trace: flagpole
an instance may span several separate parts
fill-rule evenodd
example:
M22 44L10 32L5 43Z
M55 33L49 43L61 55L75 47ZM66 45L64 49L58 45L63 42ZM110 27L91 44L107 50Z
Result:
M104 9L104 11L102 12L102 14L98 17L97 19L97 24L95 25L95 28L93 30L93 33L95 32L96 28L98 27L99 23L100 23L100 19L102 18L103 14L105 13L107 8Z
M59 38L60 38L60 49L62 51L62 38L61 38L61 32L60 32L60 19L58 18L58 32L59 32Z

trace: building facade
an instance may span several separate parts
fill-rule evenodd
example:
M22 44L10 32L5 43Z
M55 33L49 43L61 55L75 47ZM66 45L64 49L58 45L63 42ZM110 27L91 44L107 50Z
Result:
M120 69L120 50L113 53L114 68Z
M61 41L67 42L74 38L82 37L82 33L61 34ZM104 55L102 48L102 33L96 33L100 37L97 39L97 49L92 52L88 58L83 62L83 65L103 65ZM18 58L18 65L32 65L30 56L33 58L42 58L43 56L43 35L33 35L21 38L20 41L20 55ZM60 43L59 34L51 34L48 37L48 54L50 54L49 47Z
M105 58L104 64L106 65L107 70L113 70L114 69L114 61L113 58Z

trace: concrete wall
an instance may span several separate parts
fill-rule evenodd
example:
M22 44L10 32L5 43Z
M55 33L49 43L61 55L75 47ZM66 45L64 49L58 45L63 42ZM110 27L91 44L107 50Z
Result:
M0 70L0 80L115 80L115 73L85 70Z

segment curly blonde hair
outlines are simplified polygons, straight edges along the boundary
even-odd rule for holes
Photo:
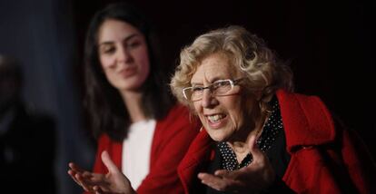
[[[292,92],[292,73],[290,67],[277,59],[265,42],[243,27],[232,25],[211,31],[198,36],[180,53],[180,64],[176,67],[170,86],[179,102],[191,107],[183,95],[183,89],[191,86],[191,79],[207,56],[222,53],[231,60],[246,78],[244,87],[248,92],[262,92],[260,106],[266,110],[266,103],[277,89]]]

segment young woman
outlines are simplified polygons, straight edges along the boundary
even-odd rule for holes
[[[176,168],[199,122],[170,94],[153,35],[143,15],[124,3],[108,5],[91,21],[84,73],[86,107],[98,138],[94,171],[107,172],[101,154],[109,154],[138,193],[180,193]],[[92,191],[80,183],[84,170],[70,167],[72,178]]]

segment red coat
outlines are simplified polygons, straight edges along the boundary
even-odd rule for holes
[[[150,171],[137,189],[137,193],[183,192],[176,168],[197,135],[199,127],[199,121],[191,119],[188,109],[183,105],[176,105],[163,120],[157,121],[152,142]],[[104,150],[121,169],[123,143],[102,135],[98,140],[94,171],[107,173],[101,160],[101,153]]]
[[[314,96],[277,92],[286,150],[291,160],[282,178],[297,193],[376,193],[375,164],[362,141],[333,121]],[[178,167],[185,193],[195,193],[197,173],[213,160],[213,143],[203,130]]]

- - - -

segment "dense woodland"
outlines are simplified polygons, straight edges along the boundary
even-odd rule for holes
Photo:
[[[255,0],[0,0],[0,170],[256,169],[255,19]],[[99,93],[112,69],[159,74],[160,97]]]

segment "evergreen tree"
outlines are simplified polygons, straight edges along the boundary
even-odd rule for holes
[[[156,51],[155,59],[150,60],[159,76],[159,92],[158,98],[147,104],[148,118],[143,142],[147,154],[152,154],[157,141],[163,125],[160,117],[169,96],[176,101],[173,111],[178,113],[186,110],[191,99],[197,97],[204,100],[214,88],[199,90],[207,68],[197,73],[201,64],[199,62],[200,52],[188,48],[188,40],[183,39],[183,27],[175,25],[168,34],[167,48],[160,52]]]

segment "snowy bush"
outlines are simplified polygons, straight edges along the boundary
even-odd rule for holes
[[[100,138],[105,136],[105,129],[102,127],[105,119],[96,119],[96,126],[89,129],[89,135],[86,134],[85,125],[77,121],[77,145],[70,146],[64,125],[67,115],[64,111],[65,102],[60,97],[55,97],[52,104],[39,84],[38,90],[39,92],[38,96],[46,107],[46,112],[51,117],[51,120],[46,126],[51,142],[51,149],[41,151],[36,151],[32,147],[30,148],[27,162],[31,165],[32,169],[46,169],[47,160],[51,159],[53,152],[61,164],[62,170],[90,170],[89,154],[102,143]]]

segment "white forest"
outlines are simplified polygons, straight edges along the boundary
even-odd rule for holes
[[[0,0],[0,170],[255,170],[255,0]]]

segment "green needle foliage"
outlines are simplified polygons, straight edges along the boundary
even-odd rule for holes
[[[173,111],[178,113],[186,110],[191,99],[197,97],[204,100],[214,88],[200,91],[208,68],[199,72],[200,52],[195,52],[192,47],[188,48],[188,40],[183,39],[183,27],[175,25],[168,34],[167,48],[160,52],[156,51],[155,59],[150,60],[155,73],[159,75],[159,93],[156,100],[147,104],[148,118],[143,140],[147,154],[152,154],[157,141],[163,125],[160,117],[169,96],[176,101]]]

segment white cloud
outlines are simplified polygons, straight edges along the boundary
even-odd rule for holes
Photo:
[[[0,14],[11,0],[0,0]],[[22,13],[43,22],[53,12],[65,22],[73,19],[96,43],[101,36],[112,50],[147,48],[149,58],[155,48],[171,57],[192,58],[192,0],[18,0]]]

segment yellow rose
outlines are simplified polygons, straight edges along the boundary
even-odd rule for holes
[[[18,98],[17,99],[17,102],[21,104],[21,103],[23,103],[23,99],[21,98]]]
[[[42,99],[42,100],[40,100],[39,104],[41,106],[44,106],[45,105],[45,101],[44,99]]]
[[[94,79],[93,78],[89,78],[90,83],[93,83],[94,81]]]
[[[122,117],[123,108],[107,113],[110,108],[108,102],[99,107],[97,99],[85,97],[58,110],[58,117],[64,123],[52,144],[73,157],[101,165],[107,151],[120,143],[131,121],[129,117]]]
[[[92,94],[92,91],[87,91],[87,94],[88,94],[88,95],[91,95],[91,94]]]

- - - -

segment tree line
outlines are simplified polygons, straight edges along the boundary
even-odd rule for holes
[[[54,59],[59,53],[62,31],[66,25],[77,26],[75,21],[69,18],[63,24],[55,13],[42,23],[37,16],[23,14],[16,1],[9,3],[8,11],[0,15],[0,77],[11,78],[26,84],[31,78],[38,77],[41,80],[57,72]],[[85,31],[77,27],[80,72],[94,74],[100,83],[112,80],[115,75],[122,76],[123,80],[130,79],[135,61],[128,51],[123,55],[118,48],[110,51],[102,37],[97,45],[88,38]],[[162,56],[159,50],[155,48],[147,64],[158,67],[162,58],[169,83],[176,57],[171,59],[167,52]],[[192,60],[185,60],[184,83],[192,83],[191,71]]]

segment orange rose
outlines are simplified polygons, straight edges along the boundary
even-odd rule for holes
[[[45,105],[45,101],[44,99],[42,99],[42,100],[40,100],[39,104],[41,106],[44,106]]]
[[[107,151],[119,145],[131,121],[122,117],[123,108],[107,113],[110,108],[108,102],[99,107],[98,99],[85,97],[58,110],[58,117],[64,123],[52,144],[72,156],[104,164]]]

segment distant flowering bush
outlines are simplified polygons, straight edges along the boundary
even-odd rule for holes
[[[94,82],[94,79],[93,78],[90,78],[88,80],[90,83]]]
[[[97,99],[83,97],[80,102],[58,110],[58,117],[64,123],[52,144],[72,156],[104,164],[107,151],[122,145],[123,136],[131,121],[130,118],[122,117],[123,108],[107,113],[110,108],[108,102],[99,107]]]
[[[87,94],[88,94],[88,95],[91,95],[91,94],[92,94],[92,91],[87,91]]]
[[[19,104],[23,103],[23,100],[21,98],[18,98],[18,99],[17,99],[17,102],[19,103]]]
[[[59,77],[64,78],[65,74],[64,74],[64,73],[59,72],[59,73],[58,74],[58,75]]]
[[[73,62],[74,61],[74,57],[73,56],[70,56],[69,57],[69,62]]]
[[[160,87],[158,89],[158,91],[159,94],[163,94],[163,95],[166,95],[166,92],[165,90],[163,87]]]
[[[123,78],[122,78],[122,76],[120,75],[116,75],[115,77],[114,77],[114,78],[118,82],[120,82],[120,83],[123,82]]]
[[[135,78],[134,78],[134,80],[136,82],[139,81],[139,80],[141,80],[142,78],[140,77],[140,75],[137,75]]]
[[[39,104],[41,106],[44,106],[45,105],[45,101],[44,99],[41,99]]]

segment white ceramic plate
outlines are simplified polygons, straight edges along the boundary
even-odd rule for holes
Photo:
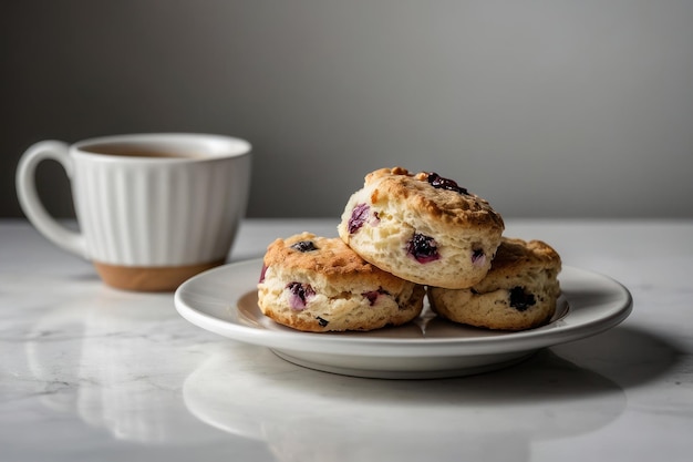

- - - -

INSTRUCTIONS FOR THE TASK:
Please retype the data from the line with "trace: flagpole" to the line with "M59 38L60 38L60", keeping it unchanged and including both of those lines.

OUTPUT OF THE TASK:
trace: flagpole
an instance may span several separate parts
fill-rule evenodd
example:
M22 44L10 32L5 43Z
M55 33L49 43L61 55L75 47ZM66 45L64 49L58 45L63 42ZM110 27L91 44L107 50Z
Result:
M104 9L104 11L102 12L102 14L98 17L97 19L97 24L95 25L95 28L93 30L93 33L95 32L96 28L98 27L99 23L100 23L100 19L102 18L103 14L105 13L107 8Z
M59 38L60 38L60 49L62 51L62 38L61 38L61 32L60 32L60 19L58 18L58 32L59 32Z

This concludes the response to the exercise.